* [WHAT IS ASKED]: Output every line below exactly.

* [EXERCISE MATERIAL]:

○ ○ ○ ○

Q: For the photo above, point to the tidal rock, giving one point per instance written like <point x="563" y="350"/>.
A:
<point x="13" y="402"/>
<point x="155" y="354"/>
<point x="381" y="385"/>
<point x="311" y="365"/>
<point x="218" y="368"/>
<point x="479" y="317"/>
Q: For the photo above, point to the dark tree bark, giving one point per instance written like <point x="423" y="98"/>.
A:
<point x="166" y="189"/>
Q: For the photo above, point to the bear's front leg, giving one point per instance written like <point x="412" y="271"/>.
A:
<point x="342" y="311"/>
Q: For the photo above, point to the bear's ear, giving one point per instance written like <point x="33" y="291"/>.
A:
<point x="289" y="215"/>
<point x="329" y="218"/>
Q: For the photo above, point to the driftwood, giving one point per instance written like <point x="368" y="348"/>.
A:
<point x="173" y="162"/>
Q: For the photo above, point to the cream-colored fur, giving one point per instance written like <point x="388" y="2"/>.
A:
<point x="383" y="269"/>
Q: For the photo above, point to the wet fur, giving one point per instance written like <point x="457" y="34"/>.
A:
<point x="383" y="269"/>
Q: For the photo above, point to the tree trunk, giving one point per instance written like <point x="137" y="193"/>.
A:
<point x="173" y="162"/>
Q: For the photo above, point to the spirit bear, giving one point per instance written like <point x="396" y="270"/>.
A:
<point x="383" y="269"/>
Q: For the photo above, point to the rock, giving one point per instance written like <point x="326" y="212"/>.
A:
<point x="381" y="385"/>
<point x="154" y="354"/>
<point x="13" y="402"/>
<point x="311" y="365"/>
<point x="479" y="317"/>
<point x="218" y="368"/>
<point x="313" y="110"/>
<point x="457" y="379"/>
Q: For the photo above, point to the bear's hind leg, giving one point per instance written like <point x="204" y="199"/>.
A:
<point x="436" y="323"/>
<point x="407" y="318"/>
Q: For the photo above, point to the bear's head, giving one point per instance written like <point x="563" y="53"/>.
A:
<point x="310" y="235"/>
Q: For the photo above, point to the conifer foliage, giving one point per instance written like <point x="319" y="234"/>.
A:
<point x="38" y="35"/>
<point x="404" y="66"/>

○ ○ ○ ○

* [COMPLETED EXERCISE]:
Q: For the photo above, point to the tidal rock, giving one point per instance written like <point x="563" y="350"/>.
A:
<point x="13" y="402"/>
<point x="155" y="354"/>
<point x="381" y="385"/>
<point x="311" y="365"/>
<point x="218" y="368"/>
<point x="479" y="317"/>
Q: For the photo above, point to the dark tree bark, giving one point per instance written like <point x="423" y="98"/>.
A:
<point x="166" y="189"/>
Q: For the photo above, point to the bear's front leg, giving one point per instance written like <point x="412" y="271"/>.
A:
<point x="342" y="311"/>
Q: For the photo above, point to the bear's ear, giving one point per instance written like <point x="33" y="291"/>.
A:
<point x="289" y="215"/>
<point x="329" y="218"/>
Q: For the photo above, point to the driftwood, giving one point per instance written like <point x="368" y="348"/>.
A:
<point x="173" y="162"/>
Q: For the photo above, point to the cream-colored fur, giving one point per instance written like <point x="388" y="2"/>.
A:
<point x="383" y="269"/>
Q: For the photo above, point to the wet fur, giving one point per instance written like <point x="457" y="34"/>.
A:
<point x="383" y="269"/>
Q: For the photo above, point to the tree trunk, giving one point per instance written like <point x="137" y="193"/>.
A:
<point x="173" y="162"/>
Q: For the photo above, point to the spirit bear, giving one point per instance written like <point x="396" y="270"/>.
A:
<point x="383" y="269"/>
Q: For the photo above, point to the rock, giving one point per instance written like <point x="326" y="212"/>.
A:
<point x="381" y="385"/>
<point x="154" y="354"/>
<point x="13" y="402"/>
<point x="311" y="365"/>
<point x="479" y="317"/>
<point x="218" y="368"/>
<point x="313" y="110"/>
<point x="457" y="379"/>
Q: For the photo above, point to the bear's hind leg, giving one point per instance written like <point x="204" y="199"/>.
A:
<point x="436" y="323"/>
<point x="407" y="318"/>
Q: For the photo above, point to the bear's head, giving one point per instance written like <point x="563" y="53"/>.
A:
<point x="310" y="235"/>
Q: For the photo above, point to the conifer foliage, giving one point per instance written like <point x="319" y="234"/>.
A:
<point x="38" y="35"/>
<point x="404" y="66"/>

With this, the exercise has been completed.